### SET OF TASKS:
1) In the article on HW/SW co-design of DSP systems, which two Cadence products make up the integrated solution it discusses?
2) Condense the paragraph of the DSP co-design article that opens with "Seemingly overnight" into two shorter sentences, keeping its main facts.
3) Resume the article on HW/SW co-design of DSP systems after its final sentence and keep writing.

### DOCUMENT PASSAGE:
Automated HW/SW Co-Design of DSP Systems Composed of Processors and Hardware Accelerators

By Jeff Roane, Director of Product Management, Cadence

Seemingly overnight, data acquisition and digital signal processing have gone from a hidden background function in special purpose-built subsystems, such as PC graphics cards and airborne missile guidance systems, to the foreground in the form of in-ear IoT devices, smartphones, and autonomous vehicles. As the number of smart data-acquisition devices grows, so does the amount of data requiring digital signal processing—compression, encryption, signal conditioning, etc.

Overview

To improve performance and reduce power and cost, designers are moving from processors to systems composed of processors with companion hardware accelerators. Design decisions such as HW/SW partitioning and hardware accelerator micro-architecture tradeoffs present unique challenges because many PPA details aren’t available until well into the design implementation phase. Without this detail, designers use inaccurate estimates and often fail to produce optimal designs. This paper discusses an integrated solution composed of a Cadence Tensilica Xtensa configurable processor and Cadence Stratus High-Level Synthesis (HLS) tool that enables the automated design of PPA-optimized systems of processors with companion hardware accelerators. The solution delivers the following benefits over conventional manual approaches:

Simple block diagram of Xtensa architecture
Figure 1: Simple block diagram of Xtensa architecture
  • Rapid PPA measurement-driven HW/SW partitioning
  • Automated processor/accelerator interfacing
  • Automated generation of RTL for the HW accelerator

Tensilica Xtensa Configurable Processors

Tensilica Xtensa configurable processors feature pre-defined configuration options that give control over numerous features, including the memory subsystem, debug, and interrupts. Additionally, custom instructions, execution units, and processor I/O interfaces can be added to match the needs of your application.

### ENTRIES PROVIDED:
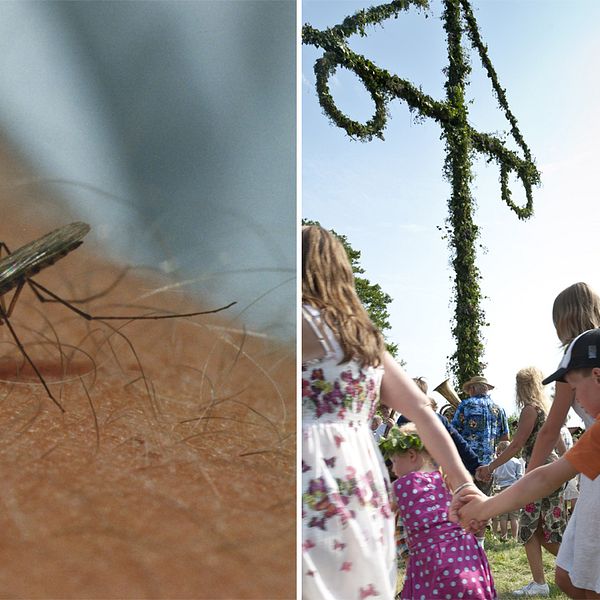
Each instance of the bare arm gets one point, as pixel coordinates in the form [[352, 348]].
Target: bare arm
[[550, 432], [128, 494], [401, 393], [538, 483]]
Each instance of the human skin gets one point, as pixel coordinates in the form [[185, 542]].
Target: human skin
[[171, 473], [549, 433], [399, 392]]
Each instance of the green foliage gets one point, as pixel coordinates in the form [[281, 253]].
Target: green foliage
[[397, 442], [373, 298], [513, 423], [460, 138]]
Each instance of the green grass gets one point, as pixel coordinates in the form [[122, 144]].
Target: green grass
[[510, 568]]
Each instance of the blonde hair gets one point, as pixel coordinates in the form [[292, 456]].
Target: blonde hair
[[421, 384], [575, 310], [502, 446], [530, 391], [328, 284]]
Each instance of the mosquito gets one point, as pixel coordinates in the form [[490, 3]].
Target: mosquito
[[17, 269]]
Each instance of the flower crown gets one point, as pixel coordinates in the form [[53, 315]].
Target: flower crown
[[398, 442]]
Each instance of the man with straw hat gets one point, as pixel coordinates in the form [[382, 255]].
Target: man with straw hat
[[483, 424]]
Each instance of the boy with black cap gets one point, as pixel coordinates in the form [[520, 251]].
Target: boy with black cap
[[580, 368]]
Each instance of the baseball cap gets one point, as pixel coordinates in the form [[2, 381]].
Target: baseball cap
[[582, 353]]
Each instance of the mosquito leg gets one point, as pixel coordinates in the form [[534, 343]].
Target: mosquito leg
[[55, 298], [4, 247], [95, 296], [37, 372], [13, 300]]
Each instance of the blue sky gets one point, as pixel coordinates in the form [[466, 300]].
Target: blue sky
[[390, 197]]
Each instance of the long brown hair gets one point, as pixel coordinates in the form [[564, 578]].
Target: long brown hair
[[530, 391], [576, 309], [328, 284]]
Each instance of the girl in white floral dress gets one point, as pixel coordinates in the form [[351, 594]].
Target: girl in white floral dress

### WRITTEN RESPONSES:
1) A Cadence Tensilica Xtensa configurable processor and the Cadence Stratus High-Level Synthesis (HLS) tool.

2) Data acquisition and digital signal processing have moved from hidden functions in purpose-built subsystems, such as PC graphics cards and airborne missile guidance systems, to the foreground in in-ear IoT devices, smartphones, and autonomous vehicles. As smart data-acquisition devices multiply, so does the data needing processing such as compression, encryption, and signal conditioning.

3)
Xtensa configurability
Figure 2: Xtensa configurability

The Xtensa Processor Generator supports rapid configuration and software development as all configuration and instruction changes remain completely compatible with the existing software ecosystem.

Companion hardware (HW) accelerators may be designed for even greater performance or power savings.

Introducing HW accelerators presents a set of unique design challenges:

  • How to partition HW/SW for optimal PPA
  • How to measure PPA for candidate SW partitions and HW architectures
  • How to design power-saving techniques such as power- and clock-gating
  • Which power-saving techniques to apply to lower power consumption while meeting performance requirements
  • How to design and optimize the HW accelerator micro-architecture for optimal PPA

Stratus High-Level Synthesis

Stratus HLS addresses these challenges. Stratus takes an abstract C++ design description and automates micro-architectural exploration and optimization yielding a PPA-optimized RTL description.

Stratus HLS
Figure 3: Stratus HLS

By integrating Stratus HLS with the Xtensa Processor Generator, the aggregate solution enables performance-based HW/SW partitioning and automated HW accelerator micro-architecture exploration, optimization, and RTL production. The integrated flow provides very high productivity gains that allow users to implement and measure the impact of HW/SW tradeoffs rather than using estimates. This delivers on the promise of true HW/SW co-design.

Example – PPA Improvement through TIE and HW Accelerator Design

When designing processor-based systems, several components must be optimized to achieve the best overall end-system performance:

1. Software – modifications performed to improve performance considering the processor’s resources and I/O characteristics.

2. Processor instructions and resources – selecting a processor and configuring instructions and resources that best meet the application's needs.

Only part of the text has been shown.